Document section:
● ● ● ● ●

Why Hasn't Everything Already Disappeared?
John Armitage contemplates a meditation on our preoccupation with vanishings and reappearances
Why hasn't Jean Baudrillard already disappeared? During a career spanning more than four decades, his writings included key theoretical works on simulation, human values, technology and meaning, in an approach that blended media studies, questions of subjectivity and an unconventional social theory of everyday objects and considerations of important contemporary events.
Why Hasn't Everything Already Disappeared? is one of the last books he wrote before his death in 2007. Superbly translated by Chris Turner, this short text is introduced by philosopher Francois L'Yvonnet and juxtaposed with Alain Willaume's disconcerting photographs of strange human figures and cityscapes that exemplify Baudrillard's argument.
Baudrillard, L'Yvonnet informs us, drives the examination of disappearance to its utmost because today it inundates all social spaces despite our attempts to eradicate it via our totalitarian attraction to unity, to lessening dualities, to abolishing evil - or, put differently, to freeing ourselves from the uncertainties of humanity. Discovering how to embrace disappearance is, then, our ultimate challenge. For disappearance is as fundamental to existence as appearance, notwithstanding all our dreams of opposing or conquering it. Certainly, to refuse disappearance is to surrender to the delusion that there must be "something", "somewhere", that will inhibit the seemingly never-ending disappearance of meaning.

● ● ● ● ●

Dataset entries:
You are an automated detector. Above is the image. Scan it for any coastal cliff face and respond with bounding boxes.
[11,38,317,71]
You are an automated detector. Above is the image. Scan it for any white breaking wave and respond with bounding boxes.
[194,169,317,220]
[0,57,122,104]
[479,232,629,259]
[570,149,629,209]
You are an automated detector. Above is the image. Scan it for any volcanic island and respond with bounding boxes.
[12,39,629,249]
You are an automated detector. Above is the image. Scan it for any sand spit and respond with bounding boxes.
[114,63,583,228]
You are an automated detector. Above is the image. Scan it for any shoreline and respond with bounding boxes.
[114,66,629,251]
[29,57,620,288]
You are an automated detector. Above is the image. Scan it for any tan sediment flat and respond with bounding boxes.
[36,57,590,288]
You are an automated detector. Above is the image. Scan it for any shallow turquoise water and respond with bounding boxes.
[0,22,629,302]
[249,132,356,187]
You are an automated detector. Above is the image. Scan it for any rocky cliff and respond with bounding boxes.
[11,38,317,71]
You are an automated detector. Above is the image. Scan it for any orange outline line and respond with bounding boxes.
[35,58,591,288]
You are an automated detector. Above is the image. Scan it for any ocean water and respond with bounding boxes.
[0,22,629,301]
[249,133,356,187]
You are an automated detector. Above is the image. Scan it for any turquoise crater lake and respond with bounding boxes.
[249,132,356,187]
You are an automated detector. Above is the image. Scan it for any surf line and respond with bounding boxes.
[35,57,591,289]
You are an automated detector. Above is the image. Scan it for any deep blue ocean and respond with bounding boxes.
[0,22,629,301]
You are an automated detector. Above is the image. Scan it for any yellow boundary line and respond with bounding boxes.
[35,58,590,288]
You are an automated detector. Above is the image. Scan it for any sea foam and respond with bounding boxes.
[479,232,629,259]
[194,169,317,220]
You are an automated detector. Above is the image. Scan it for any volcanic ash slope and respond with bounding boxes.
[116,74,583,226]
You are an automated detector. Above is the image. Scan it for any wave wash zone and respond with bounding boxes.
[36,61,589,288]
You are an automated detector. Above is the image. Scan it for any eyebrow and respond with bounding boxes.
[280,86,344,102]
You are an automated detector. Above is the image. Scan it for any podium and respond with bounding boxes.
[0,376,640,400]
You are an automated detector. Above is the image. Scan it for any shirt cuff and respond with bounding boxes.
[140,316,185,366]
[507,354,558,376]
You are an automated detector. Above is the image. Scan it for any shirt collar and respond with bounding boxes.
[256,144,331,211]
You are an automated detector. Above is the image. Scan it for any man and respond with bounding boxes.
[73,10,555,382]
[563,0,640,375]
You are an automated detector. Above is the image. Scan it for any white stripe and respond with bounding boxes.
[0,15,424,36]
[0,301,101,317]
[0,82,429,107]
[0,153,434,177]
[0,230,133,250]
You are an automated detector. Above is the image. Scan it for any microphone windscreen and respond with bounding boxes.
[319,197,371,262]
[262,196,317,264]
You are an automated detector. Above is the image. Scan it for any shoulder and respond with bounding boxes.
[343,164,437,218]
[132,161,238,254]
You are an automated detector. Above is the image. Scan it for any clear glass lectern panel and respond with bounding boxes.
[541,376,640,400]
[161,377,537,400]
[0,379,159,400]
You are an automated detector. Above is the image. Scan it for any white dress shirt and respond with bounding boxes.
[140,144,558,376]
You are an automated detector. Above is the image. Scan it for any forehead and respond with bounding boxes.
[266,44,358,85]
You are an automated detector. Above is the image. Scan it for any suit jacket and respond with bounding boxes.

● ● ● ● ●

Set exercise:
Continue the review of Baudrillard's book on disappearance, starting right after its last sentence. The records have no connection to the text.

Reply to the task:
"Behind every image," Baudrillard contends, "something has disappeared." That is also the basis of our absorption within virtual reality, information and telecommunications technologies, and the internet. No longer enthralled by reality, we are fascinated by its disappearance and by the problem of whether this condition is the cause of our discontents, as Baudrillard's hypercritical account of it would have it, or a seductive delight into which we can cheerfully withdraw until eternity.
Here, Baudrillard intertwines various complex topics, from the possible disappearance of humanity due to the completion of its objective of global domination, to its potential disappearance as the result of an internal logic of accelerated disintegration. In his view, humanity's seduction by and accomplishment of a nearly complete knowledge merely hastens its disappearance sooner than the other animals owing to the speed of humanity's now entirely inanimate or technology-driven "evolution".
He also contemplates the issue of existential subjectivity, whose "great disappearance" is, in his belief, not just that of the virtual metamorphosis of objective reality, but that of the ceaseless annihilation of subjectivity, of a "serial pulverisation of consciousness into all the interstices of reality". Whereas human consciousness, willpower and the impulse to liberty are universal, for Baudrillard, they increasingly combine with the trajectory of objects and thus become unnecessary.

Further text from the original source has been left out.